> _TASK GOAL_: Report how many lines of the listing below contain the string "black", giving only the number. Matches are case-sensitive.

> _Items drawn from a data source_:
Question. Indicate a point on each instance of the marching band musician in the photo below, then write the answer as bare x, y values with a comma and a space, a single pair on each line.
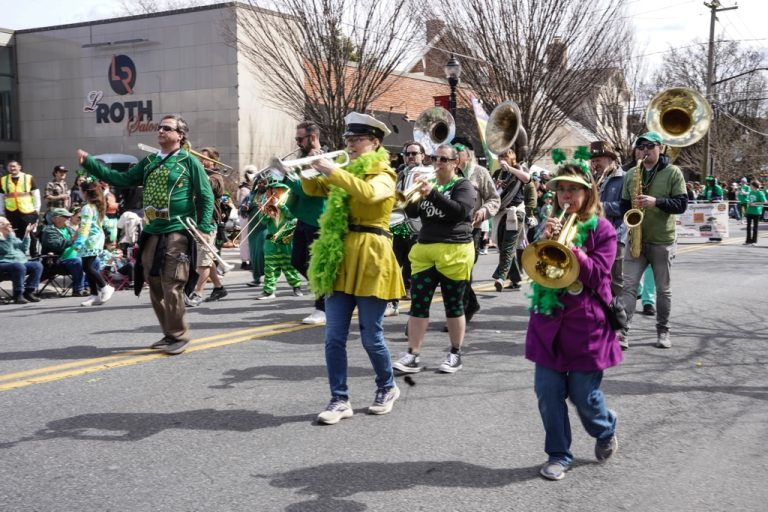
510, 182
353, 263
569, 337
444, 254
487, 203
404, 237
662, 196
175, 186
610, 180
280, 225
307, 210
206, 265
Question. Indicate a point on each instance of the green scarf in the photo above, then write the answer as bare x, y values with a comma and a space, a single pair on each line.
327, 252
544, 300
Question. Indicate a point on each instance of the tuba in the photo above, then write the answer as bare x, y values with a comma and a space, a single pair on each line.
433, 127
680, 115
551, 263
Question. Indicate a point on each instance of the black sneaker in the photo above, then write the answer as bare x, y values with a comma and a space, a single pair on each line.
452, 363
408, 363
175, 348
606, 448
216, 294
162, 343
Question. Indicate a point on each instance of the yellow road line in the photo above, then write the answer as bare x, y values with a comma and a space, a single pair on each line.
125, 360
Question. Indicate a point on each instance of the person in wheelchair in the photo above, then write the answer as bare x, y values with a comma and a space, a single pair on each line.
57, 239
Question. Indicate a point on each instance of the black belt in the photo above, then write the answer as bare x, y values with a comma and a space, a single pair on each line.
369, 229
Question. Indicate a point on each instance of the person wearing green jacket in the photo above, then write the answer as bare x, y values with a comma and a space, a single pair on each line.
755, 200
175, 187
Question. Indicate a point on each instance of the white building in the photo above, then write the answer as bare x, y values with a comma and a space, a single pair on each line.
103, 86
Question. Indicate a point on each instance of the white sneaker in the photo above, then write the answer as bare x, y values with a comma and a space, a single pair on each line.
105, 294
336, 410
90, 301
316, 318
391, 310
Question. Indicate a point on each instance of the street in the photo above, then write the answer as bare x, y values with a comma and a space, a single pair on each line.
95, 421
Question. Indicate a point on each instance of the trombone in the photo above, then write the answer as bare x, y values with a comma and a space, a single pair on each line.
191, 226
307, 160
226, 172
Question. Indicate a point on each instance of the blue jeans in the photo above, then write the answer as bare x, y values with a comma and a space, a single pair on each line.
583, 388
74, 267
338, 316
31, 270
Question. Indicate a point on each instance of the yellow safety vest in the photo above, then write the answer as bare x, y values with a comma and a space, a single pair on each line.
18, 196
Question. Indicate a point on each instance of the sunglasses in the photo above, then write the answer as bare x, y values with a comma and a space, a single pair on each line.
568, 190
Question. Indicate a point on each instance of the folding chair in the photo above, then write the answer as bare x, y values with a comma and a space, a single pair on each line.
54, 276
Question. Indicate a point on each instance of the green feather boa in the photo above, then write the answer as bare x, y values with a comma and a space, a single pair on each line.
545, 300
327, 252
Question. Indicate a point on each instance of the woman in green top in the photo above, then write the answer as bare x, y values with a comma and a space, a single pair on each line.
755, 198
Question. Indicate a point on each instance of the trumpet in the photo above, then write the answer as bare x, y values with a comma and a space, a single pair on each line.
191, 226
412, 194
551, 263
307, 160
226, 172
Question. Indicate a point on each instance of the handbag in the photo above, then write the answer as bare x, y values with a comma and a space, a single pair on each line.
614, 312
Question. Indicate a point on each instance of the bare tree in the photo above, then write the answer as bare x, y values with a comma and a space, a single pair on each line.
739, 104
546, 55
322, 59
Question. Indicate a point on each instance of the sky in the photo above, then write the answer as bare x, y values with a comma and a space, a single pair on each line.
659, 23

==

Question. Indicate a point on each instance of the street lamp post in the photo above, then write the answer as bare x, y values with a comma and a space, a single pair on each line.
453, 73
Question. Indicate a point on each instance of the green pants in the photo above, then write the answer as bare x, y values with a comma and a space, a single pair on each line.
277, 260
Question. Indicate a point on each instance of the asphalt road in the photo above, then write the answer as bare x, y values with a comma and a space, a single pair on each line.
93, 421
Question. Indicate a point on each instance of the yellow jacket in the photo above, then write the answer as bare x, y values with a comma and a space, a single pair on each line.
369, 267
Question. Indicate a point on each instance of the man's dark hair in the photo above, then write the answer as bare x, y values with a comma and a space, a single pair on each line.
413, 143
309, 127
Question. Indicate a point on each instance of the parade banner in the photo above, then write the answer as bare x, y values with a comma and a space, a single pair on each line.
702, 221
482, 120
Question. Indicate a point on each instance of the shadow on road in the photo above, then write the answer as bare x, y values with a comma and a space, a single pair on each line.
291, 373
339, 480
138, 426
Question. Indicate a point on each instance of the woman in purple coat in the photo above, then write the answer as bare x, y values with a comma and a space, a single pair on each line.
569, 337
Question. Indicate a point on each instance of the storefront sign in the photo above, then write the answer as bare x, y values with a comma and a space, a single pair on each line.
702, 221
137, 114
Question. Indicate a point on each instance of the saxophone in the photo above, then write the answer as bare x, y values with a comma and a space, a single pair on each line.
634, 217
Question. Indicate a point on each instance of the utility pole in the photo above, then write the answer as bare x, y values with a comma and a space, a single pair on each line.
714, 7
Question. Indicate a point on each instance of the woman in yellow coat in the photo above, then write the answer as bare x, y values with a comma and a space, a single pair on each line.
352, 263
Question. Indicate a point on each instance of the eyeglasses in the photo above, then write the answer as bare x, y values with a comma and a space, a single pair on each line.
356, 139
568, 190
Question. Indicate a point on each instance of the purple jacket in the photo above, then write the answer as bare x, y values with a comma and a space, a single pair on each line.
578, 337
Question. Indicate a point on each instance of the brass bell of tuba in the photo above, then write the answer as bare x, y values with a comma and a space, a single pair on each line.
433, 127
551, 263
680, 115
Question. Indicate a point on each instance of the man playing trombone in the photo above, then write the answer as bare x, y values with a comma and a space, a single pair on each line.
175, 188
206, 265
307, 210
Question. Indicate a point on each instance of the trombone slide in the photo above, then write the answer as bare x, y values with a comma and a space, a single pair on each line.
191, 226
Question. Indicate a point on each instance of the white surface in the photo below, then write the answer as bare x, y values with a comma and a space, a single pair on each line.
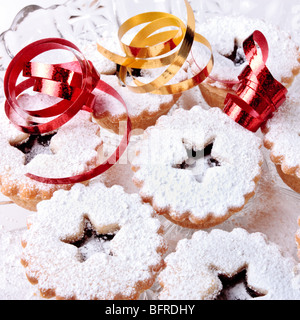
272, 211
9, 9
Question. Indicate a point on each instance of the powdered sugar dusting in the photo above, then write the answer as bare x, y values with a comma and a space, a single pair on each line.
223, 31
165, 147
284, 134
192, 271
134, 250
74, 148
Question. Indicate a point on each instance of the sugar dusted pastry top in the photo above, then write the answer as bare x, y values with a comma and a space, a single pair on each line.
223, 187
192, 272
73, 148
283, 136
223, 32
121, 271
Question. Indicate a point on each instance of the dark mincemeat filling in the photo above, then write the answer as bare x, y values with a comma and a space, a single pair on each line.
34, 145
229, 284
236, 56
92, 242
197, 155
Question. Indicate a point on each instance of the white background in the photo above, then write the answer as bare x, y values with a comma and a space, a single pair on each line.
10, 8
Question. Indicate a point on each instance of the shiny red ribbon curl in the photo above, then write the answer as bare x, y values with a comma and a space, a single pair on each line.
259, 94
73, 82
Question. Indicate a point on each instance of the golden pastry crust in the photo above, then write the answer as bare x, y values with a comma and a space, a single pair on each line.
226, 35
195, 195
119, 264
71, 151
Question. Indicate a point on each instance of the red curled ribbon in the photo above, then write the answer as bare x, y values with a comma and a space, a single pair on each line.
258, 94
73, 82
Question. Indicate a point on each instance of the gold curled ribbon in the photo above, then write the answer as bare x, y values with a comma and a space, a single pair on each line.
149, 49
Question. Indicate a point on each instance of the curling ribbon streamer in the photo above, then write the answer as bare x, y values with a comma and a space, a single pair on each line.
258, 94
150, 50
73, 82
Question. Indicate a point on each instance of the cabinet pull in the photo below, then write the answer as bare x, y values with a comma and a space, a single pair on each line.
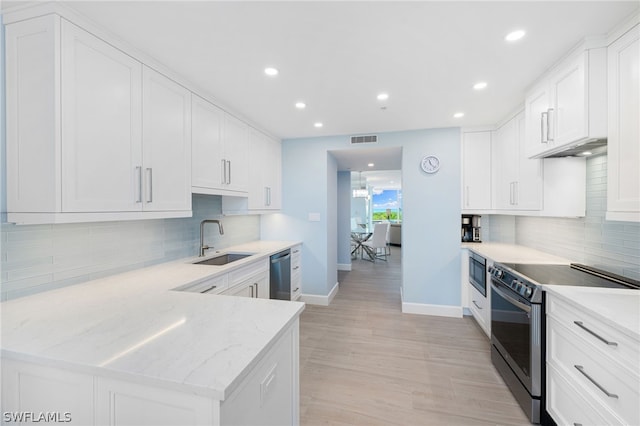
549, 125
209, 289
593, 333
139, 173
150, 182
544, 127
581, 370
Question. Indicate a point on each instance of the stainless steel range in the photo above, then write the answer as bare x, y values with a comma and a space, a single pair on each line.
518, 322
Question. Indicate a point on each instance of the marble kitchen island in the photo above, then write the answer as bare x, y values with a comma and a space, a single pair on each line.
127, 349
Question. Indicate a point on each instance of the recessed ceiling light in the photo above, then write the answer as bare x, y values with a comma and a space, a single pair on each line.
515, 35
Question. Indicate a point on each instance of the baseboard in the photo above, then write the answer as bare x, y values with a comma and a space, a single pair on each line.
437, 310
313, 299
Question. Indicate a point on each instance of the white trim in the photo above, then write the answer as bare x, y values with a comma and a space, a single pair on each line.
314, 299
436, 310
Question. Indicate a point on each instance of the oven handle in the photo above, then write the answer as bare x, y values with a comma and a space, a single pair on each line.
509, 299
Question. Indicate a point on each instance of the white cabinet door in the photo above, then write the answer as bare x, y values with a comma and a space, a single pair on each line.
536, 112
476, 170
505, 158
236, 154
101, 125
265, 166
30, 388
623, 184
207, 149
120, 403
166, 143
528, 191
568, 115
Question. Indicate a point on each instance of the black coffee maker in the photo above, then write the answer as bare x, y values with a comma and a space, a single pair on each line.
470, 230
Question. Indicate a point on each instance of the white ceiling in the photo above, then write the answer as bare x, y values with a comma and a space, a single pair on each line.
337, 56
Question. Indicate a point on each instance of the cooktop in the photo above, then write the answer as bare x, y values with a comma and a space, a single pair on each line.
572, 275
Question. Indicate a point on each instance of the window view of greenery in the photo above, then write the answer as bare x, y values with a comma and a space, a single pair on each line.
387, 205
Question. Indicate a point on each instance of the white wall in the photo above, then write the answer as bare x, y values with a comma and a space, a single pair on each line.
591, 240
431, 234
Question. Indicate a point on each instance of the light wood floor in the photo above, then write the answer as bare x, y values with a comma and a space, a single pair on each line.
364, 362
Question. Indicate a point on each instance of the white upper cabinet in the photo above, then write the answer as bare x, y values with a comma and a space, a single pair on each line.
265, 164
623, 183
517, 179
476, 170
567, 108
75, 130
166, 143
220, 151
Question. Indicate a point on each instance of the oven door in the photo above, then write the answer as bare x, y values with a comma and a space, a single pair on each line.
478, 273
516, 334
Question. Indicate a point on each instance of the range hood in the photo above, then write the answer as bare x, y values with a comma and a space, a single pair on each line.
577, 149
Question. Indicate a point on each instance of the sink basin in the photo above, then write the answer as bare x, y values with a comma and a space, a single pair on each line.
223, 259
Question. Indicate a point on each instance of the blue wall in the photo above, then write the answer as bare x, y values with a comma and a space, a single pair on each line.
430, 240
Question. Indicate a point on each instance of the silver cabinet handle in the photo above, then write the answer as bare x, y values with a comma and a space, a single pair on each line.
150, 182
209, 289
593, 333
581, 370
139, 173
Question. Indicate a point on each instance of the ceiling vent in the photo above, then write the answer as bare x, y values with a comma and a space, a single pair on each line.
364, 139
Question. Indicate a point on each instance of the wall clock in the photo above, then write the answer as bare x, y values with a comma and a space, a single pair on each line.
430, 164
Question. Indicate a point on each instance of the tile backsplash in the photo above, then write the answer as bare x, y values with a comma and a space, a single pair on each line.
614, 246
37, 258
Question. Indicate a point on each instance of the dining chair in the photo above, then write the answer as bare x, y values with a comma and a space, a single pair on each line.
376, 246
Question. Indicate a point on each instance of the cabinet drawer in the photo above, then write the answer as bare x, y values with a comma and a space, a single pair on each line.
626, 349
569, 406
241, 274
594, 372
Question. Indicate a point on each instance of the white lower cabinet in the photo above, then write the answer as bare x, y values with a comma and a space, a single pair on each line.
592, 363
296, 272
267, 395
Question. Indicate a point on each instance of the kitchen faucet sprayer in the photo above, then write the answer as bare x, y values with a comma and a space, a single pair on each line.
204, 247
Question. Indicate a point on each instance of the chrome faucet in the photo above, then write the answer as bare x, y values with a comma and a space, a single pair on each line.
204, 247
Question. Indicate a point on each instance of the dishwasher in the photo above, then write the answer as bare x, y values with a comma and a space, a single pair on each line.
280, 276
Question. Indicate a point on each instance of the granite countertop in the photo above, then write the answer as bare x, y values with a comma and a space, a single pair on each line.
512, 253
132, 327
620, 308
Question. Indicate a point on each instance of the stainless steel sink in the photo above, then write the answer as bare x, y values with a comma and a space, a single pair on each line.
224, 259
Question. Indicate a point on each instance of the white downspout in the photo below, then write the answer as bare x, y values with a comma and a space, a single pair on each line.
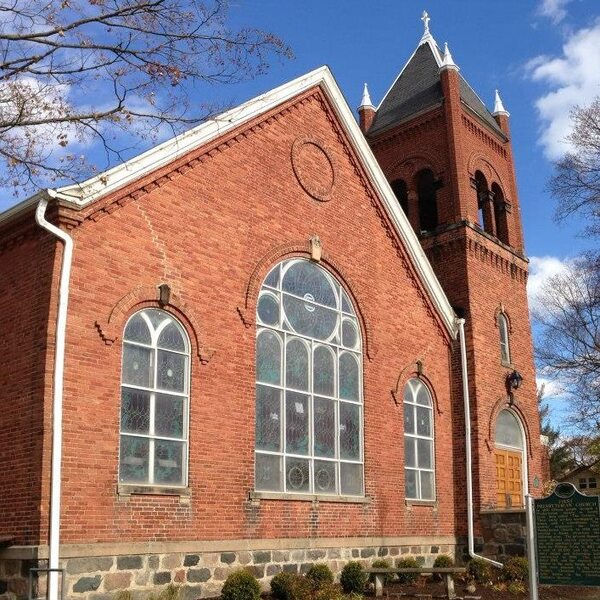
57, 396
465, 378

* * *

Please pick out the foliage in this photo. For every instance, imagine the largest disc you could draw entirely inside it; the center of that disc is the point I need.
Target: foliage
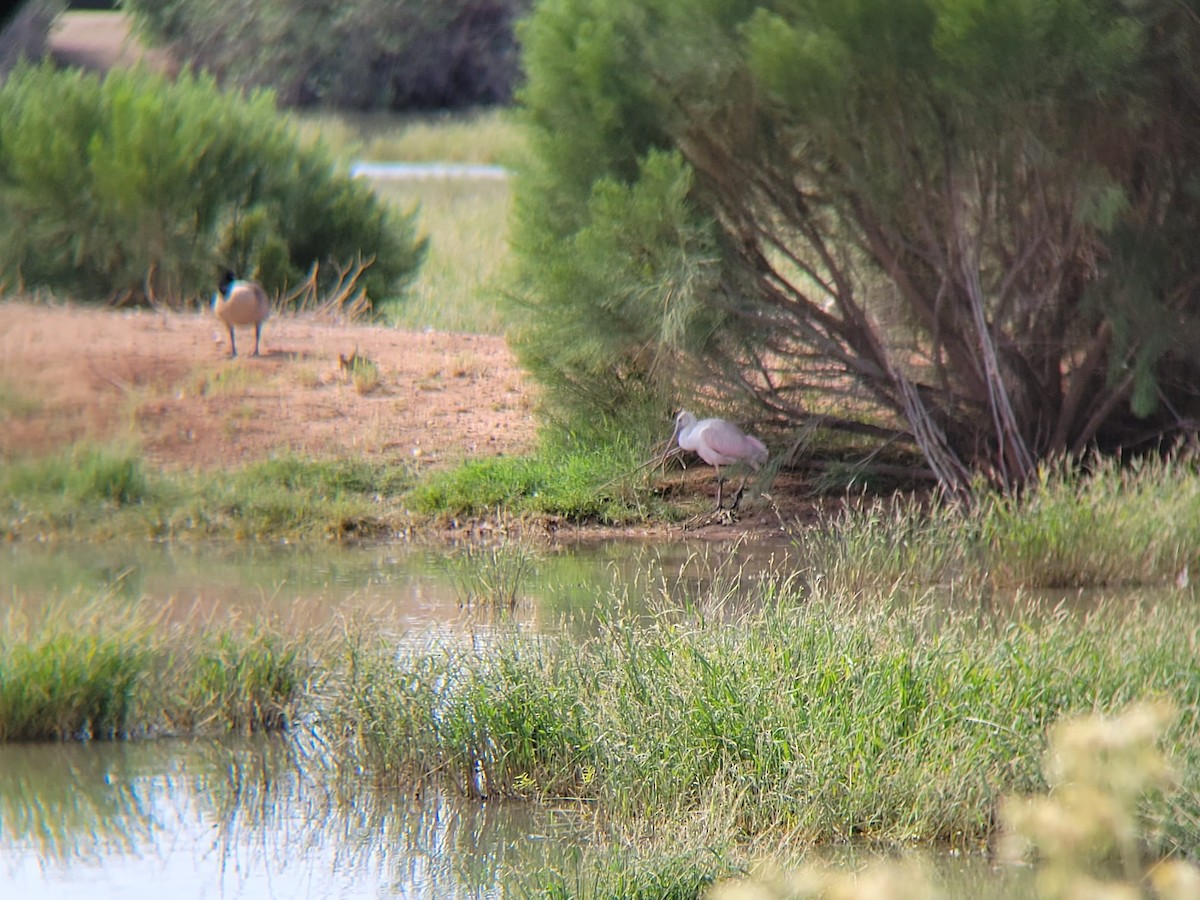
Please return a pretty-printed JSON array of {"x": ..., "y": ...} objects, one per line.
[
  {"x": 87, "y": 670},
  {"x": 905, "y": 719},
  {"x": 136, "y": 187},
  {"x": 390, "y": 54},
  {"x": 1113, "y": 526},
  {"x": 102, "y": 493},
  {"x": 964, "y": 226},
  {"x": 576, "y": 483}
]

> _RESULT FOR THIS TASK_: 3